[INPUT DATA start]

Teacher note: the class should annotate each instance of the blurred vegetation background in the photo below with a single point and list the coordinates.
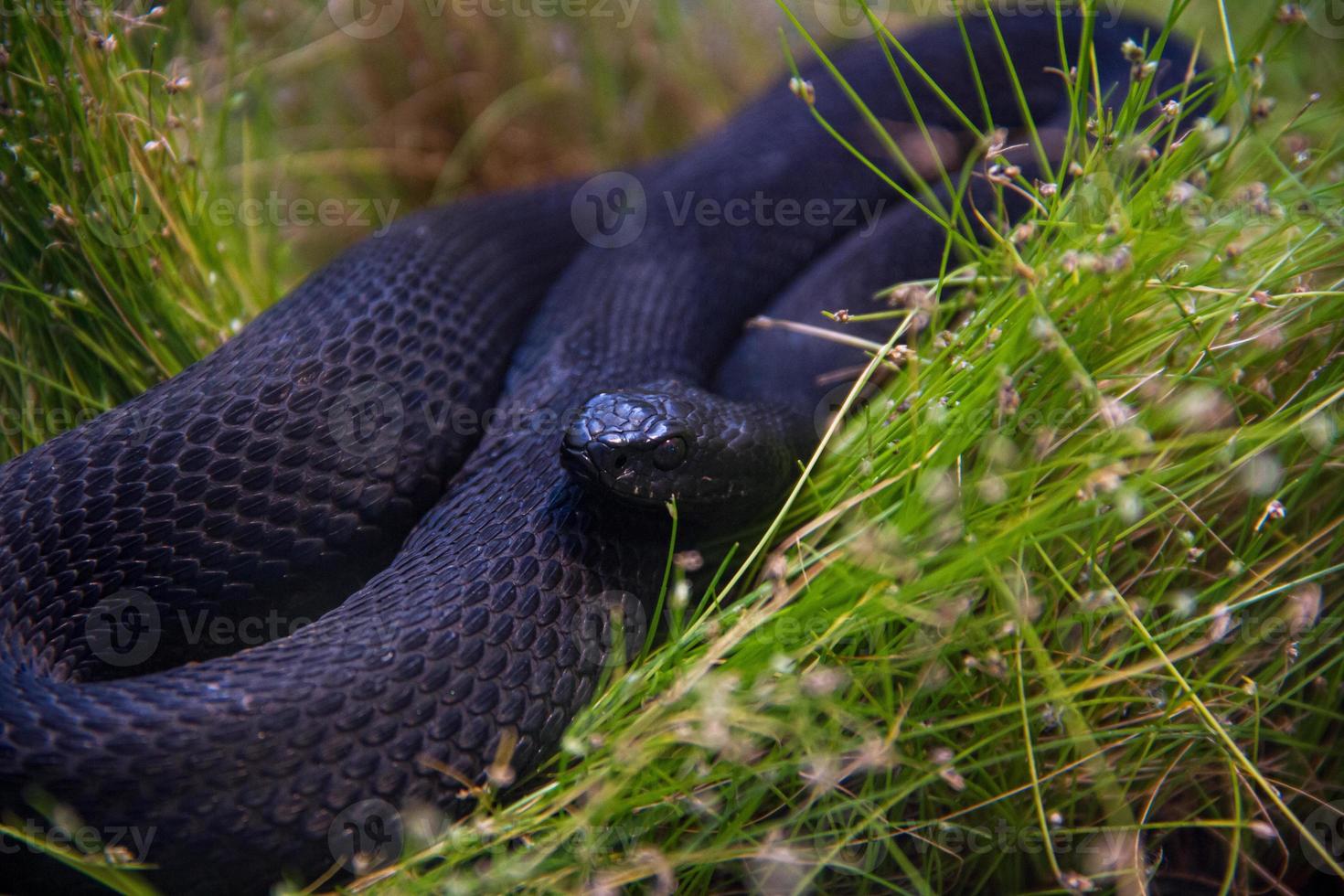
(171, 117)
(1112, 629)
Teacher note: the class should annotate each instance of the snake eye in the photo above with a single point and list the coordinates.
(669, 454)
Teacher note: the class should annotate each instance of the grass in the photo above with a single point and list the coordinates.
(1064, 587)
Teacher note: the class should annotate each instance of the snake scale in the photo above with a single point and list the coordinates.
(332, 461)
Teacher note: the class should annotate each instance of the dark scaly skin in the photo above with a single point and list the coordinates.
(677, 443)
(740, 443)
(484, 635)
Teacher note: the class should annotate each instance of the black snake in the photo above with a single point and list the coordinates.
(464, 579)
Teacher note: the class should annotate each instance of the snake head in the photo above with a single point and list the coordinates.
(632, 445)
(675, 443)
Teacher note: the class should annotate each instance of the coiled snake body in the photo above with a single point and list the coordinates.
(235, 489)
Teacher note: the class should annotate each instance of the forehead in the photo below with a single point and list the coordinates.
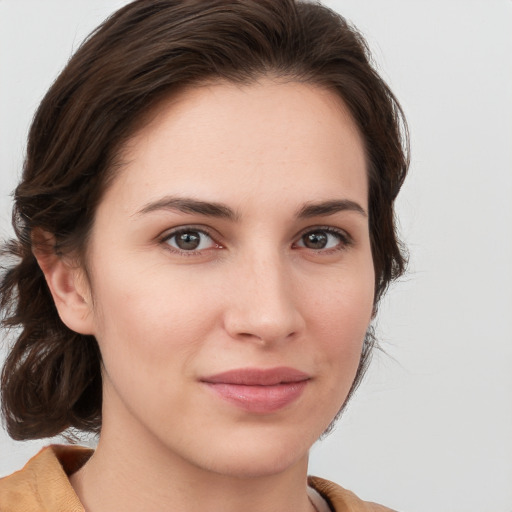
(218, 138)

[INPUT DATA end]

**WHAT IS EXPECTED**
Format the records above as a JSON list of strings, one string per line. Skip blank lines and leave out the pictures.

**EXERCISE RESPONSE**
[
  "Teacher note: the class should annotate each instance of the blurred vegetation background in the photo below with a single point and list the coordinates.",
  "(171, 117)",
  "(1112, 629)",
  "Teacher note: the class should annotate each instance of the snake eye in the photo above with a single point and list the coordinates.",
  "(669, 454)",
  "Teacher note: the class should annotate each instance of the grass in the photo above with a single point and list the coordinates.",
  "(1064, 587)",
  "Teacher note: the class should annotate each instance of the snake scale in the photo above with a single point and list the coordinates.",
  "(332, 461)",
  "Teacher note: the class should annotate each instance of the dark scaly skin in the photo above with a single point and list the coordinates.",
  "(677, 443)",
  "(740, 443)",
  "(484, 635)",
  "Teacher note: the class should annotate each instance of the black snake in the photo above with a single point and list the coordinates.",
  "(464, 579)",
  "Teacher note: the class should annotate each instance of the snake head in the photo above with a single point and list the coordinates.",
  "(632, 445)",
  "(675, 443)",
  "Teacher note: the class should annotate each instance of the coiled snake body in the photo above with a single point and list the coordinates.",
  "(235, 489)",
  "Teacher note: the class should annotate each instance of the forehead in the photo below with a single point and list the coordinates.",
  "(218, 138)"
]